Problem requirements - Copy out each line below that contains the word "tablecloth", with uppercase and lowercase counted as different.

Exercise data -
┄┄┄┄┄┄┄┄┄┄

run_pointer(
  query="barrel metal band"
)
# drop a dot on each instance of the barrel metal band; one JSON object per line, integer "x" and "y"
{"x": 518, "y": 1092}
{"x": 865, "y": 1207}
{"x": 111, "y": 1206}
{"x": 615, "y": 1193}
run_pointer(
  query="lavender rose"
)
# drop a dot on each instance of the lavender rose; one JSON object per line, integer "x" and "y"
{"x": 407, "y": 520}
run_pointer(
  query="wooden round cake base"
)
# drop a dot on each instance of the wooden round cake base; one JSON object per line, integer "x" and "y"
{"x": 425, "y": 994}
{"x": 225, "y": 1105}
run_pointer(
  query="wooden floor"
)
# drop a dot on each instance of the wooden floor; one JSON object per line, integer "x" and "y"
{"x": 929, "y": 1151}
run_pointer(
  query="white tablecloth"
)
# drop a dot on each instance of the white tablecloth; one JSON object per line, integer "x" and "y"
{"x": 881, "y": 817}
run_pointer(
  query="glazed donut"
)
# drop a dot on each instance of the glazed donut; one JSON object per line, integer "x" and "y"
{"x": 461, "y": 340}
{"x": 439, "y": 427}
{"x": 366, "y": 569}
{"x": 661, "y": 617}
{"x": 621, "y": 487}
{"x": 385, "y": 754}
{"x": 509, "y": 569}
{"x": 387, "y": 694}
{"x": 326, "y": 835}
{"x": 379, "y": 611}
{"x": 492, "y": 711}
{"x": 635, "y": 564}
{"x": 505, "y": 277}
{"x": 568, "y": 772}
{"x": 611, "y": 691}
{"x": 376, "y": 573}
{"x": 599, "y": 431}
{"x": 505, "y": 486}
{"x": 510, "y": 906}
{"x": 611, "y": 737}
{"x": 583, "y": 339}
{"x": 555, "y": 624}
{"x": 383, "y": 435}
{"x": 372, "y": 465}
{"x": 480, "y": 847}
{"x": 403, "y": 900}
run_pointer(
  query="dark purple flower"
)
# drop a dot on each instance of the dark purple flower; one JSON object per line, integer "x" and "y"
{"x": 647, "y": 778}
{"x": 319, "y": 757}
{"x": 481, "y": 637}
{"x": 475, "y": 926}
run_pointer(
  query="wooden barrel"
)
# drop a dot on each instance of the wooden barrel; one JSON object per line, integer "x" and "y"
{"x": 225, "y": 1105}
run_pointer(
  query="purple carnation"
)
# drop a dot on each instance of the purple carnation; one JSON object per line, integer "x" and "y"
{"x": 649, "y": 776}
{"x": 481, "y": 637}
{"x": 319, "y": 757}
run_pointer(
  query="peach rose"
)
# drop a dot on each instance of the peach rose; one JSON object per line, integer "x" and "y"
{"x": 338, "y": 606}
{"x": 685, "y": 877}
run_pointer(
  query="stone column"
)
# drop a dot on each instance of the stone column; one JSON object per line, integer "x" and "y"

┄┄┄┄┄┄┄┄┄┄

Completed task -
  query="white tablecloth"
# drop a dot on each instance of the white tablecloth; one JSON object per line, integer "x" and "y"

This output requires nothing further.